Return each line of the records below that contains the word "background".

• [Data]
◇ ◇ ◇

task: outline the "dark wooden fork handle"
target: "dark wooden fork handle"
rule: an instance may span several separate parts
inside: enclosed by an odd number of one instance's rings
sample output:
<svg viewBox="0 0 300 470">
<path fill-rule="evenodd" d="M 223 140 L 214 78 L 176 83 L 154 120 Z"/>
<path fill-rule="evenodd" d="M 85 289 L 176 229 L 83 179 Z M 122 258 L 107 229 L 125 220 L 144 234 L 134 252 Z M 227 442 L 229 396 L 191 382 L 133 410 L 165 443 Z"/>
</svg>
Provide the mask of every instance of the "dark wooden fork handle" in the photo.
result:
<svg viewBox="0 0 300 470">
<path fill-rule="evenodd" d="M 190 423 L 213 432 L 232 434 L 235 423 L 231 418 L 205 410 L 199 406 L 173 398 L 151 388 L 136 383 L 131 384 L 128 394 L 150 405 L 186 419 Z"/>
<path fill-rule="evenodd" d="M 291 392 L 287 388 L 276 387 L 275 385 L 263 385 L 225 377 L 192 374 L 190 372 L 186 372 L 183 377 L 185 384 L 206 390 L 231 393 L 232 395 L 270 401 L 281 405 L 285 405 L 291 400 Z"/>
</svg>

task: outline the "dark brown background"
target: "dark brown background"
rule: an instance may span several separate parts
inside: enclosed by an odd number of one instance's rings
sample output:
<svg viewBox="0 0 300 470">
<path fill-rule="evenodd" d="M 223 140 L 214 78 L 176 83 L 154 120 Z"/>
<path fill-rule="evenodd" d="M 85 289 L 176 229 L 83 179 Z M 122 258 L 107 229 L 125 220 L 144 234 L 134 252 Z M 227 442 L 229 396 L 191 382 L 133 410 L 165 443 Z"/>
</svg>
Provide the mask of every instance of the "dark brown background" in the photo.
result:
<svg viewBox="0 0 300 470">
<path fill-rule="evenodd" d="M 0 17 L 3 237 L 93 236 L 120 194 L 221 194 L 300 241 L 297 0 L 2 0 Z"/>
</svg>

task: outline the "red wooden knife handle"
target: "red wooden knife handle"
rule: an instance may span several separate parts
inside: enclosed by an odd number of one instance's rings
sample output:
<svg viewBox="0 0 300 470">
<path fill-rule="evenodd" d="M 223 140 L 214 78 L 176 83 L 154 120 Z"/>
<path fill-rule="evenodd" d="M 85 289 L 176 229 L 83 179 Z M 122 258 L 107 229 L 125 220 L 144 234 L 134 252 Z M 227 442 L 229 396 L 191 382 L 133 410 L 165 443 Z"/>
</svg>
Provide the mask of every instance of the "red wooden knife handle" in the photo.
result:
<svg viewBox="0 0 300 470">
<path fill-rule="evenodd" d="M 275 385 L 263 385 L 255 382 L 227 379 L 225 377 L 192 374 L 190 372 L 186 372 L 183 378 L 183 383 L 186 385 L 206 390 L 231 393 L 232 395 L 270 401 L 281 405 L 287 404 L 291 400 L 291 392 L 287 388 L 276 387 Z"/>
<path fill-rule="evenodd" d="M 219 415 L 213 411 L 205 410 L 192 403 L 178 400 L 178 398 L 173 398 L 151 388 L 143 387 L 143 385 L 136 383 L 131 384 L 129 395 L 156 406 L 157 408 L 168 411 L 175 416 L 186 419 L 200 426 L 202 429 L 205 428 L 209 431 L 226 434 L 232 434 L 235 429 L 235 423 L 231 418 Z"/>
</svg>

◇ ◇ ◇

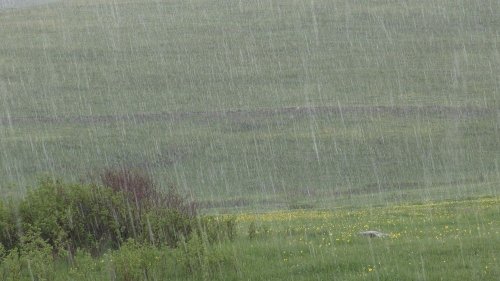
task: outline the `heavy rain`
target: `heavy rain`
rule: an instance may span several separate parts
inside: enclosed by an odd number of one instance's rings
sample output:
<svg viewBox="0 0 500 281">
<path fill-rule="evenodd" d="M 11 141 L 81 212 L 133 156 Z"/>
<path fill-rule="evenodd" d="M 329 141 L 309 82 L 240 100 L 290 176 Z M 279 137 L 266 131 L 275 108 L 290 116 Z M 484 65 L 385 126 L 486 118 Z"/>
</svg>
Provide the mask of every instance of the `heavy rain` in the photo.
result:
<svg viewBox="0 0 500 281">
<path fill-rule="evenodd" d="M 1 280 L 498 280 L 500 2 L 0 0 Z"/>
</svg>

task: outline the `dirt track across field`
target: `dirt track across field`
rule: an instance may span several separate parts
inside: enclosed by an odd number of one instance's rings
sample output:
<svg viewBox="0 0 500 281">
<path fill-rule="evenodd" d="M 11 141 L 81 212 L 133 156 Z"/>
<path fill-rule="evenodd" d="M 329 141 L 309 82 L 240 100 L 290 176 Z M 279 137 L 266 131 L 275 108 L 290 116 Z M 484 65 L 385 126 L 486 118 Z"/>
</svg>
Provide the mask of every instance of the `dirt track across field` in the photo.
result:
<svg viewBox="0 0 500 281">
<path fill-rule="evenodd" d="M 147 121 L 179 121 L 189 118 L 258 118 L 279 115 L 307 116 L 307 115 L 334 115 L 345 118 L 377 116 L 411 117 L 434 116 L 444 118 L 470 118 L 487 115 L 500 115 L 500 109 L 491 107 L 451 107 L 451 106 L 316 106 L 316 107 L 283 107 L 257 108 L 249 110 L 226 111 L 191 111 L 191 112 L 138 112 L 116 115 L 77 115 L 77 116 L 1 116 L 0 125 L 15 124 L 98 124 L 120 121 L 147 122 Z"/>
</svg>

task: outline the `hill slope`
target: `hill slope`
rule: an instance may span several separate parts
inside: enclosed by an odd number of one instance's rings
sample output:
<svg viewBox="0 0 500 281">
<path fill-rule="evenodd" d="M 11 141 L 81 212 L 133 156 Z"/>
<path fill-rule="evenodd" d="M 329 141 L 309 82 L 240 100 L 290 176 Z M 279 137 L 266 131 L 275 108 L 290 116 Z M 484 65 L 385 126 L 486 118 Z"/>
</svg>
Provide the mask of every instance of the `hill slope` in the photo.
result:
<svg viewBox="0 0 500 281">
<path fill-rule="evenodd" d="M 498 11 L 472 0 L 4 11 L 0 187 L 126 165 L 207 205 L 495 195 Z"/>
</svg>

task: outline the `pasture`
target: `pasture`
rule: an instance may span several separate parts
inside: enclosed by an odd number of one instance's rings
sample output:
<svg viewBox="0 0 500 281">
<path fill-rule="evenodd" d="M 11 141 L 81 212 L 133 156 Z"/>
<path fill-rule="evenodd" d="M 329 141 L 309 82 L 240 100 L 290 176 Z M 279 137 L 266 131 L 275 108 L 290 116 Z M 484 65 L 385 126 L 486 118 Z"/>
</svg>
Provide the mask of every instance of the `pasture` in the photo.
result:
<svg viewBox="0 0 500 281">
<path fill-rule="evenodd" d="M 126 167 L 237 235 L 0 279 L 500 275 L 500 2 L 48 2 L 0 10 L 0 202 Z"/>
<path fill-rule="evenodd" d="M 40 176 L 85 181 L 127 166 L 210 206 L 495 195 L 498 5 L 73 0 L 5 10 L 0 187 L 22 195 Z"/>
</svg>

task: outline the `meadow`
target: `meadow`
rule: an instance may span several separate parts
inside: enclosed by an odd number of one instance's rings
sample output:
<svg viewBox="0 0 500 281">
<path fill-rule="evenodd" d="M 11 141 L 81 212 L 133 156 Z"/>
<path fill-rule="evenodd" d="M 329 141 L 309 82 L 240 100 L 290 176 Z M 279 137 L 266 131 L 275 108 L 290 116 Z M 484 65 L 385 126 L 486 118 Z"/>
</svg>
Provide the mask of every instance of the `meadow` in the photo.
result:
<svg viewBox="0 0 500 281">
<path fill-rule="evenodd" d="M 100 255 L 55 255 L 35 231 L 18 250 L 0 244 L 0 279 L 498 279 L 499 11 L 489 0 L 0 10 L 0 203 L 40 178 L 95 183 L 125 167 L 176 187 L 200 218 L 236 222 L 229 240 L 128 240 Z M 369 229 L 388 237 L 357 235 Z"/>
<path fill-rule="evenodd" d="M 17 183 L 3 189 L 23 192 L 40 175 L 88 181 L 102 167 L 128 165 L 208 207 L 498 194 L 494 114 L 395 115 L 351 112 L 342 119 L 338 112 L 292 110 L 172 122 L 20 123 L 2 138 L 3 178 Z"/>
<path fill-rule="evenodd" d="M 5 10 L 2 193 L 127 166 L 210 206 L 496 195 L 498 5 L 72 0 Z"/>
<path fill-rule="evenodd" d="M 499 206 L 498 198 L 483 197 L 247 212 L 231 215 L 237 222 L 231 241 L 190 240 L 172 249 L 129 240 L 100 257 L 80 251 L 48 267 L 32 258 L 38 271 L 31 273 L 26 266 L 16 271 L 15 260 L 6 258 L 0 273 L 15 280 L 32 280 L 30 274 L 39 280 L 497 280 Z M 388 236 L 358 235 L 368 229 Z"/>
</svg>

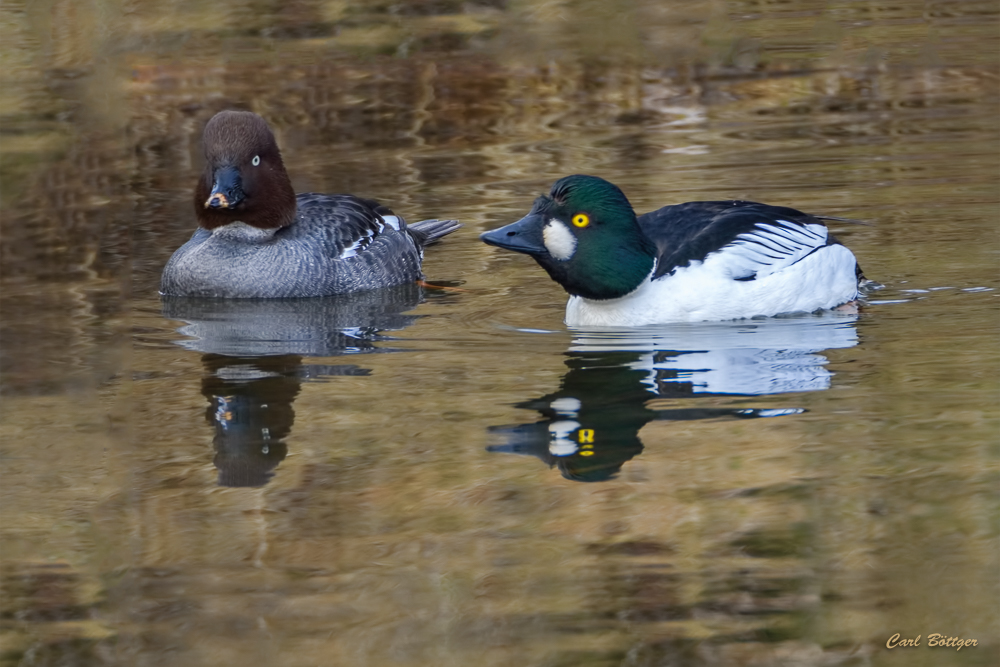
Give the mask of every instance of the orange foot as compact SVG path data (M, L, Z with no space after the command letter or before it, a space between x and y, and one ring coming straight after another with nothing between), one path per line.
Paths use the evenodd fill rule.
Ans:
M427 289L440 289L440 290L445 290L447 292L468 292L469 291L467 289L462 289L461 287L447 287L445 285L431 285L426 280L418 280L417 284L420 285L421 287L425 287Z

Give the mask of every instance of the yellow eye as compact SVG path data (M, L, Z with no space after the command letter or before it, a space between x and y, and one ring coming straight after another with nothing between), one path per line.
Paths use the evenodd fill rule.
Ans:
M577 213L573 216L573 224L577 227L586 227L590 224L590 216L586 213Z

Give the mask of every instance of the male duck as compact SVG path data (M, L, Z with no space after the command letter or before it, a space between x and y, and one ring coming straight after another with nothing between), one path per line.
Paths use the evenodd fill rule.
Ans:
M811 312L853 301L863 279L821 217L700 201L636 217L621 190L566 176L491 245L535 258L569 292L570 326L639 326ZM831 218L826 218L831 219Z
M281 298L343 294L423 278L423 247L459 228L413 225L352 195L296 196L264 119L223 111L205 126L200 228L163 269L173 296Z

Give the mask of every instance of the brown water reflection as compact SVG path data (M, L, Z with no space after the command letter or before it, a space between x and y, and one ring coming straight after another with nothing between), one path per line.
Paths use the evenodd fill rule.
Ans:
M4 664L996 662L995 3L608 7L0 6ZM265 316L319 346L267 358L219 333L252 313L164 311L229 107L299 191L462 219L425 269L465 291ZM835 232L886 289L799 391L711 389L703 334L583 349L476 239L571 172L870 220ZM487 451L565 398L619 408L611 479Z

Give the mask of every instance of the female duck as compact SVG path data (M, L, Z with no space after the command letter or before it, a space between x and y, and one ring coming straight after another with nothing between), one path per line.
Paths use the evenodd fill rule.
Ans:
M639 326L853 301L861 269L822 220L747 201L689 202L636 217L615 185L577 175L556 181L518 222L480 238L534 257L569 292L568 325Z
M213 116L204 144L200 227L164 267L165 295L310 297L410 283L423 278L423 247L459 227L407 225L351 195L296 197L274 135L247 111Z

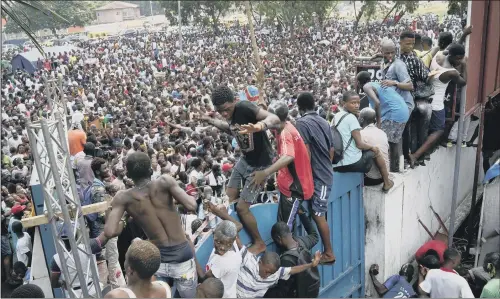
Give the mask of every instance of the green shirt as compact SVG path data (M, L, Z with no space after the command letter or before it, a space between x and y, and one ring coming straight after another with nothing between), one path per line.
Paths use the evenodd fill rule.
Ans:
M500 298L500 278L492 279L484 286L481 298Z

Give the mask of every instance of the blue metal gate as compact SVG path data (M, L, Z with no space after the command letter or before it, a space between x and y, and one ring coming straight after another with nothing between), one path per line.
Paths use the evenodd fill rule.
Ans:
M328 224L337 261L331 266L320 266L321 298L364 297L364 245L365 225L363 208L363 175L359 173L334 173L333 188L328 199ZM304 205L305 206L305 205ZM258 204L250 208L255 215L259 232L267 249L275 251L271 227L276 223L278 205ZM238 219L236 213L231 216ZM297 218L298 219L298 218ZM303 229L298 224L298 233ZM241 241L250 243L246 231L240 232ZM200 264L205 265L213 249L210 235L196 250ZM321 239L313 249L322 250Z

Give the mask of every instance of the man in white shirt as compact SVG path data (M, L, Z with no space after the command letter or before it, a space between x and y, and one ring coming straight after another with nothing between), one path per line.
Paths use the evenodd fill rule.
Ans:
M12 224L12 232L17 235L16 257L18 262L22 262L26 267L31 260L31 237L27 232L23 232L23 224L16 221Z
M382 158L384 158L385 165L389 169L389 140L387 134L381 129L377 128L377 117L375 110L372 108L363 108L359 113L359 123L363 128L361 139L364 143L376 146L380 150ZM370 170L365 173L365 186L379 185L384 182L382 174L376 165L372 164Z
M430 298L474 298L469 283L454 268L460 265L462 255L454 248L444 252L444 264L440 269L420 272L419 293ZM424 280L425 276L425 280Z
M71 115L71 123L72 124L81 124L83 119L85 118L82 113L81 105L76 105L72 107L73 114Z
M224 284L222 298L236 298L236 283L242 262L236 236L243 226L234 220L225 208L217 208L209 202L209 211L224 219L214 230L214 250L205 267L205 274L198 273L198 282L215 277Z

◇ ◇ ◇

• [Completed exercise]
task: outline the "dark brown background"
target: "dark brown background"
Provide the mask of every instance of the "dark brown background" in the photo.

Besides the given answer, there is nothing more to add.